#### The problem
Retype exactly the stretch of lines that begins at the line containing "Please drop a marker on the seated" and ends at the last line of the data, with no other lines.

#### Record list
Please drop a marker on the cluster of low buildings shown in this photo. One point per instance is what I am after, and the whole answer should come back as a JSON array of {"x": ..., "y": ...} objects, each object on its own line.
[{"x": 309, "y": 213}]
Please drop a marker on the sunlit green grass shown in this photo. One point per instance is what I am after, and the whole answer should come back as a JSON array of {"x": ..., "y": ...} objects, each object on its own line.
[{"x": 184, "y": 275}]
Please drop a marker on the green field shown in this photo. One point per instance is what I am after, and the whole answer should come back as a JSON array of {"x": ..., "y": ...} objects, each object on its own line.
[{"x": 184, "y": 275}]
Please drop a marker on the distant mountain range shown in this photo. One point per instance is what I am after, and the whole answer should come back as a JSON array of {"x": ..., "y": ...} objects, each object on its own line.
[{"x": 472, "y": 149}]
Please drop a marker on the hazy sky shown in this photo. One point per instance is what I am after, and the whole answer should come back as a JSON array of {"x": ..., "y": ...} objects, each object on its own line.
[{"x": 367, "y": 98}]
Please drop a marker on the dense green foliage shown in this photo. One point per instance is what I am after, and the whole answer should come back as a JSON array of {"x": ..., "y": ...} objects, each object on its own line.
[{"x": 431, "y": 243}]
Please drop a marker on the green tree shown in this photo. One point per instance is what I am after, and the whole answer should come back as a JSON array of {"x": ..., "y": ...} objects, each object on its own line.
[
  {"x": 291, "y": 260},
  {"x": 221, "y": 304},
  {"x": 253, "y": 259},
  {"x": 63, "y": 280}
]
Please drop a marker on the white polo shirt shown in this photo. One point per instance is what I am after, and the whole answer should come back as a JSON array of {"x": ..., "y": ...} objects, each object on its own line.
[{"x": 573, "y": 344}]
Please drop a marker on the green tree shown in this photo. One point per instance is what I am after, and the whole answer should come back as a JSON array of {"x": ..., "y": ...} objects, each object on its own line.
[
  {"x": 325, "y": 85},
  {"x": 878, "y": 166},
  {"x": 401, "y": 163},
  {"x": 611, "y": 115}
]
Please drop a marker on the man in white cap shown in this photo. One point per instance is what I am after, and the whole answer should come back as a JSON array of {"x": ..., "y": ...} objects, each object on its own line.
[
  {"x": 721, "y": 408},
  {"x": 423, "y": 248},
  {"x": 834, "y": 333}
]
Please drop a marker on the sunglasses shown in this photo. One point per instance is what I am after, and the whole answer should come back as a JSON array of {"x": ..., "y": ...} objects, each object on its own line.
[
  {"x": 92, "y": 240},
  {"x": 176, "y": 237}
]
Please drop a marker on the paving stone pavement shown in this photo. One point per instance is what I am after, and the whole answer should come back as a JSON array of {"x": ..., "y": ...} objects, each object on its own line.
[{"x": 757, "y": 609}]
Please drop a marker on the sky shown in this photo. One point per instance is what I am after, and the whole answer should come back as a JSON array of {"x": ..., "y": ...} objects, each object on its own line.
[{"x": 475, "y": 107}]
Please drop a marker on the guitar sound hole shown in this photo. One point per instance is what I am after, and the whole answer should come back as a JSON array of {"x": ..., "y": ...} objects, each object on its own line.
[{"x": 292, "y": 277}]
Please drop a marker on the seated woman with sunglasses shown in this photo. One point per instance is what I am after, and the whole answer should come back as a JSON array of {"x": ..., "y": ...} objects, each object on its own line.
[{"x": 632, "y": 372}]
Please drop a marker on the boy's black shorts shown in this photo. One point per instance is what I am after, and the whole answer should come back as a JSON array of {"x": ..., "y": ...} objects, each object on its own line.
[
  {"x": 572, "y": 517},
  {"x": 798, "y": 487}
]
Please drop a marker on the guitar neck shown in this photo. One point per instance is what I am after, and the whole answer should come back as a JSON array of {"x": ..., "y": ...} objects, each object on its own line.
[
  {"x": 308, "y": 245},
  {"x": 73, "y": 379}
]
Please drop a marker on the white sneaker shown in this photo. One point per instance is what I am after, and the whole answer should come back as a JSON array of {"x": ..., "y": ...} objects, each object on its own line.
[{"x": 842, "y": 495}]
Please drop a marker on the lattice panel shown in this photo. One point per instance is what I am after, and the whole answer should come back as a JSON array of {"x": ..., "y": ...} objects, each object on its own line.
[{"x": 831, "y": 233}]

#### Written answer
Please drop a marker on the seated woman with sunglasses shown in this photo. One point per instance is what I am after, and the whole answer should come back as a JSON array of {"x": ..., "y": ...} objects, each object on its own line.
[{"x": 632, "y": 372}]
Please drop a marker on the boy's black shorts shown in this photo. One point per instance is what I am after, and the whole answer should come back as a JSON array of {"x": ..., "y": ...} objects, each object on its own line.
[
  {"x": 572, "y": 517},
  {"x": 798, "y": 487}
]
Please drop a marker on the guitar neck shown in this photo. One point per instance is what I am after, and the whole answer should come back as a JSON array of {"x": ..., "y": ...} objects, each object on its own line.
[
  {"x": 308, "y": 245},
  {"x": 73, "y": 379}
]
Please drop a marker on the white sneaker shown in this photo. One point per instance is what I am after, and the whole answer should come back as a JSON array of {"x": ..., "y": ...} objects, each object on its own line.
[{"x": 842, "y": 495}]
Please drop a marker on the lattice panel shown in this photo. One point per instance is what I am after, and the whole answer should come back as a JSON array of {"x": ..., "y": ...} objects, each object on its own line.
[{"x": 831, "y": 233}]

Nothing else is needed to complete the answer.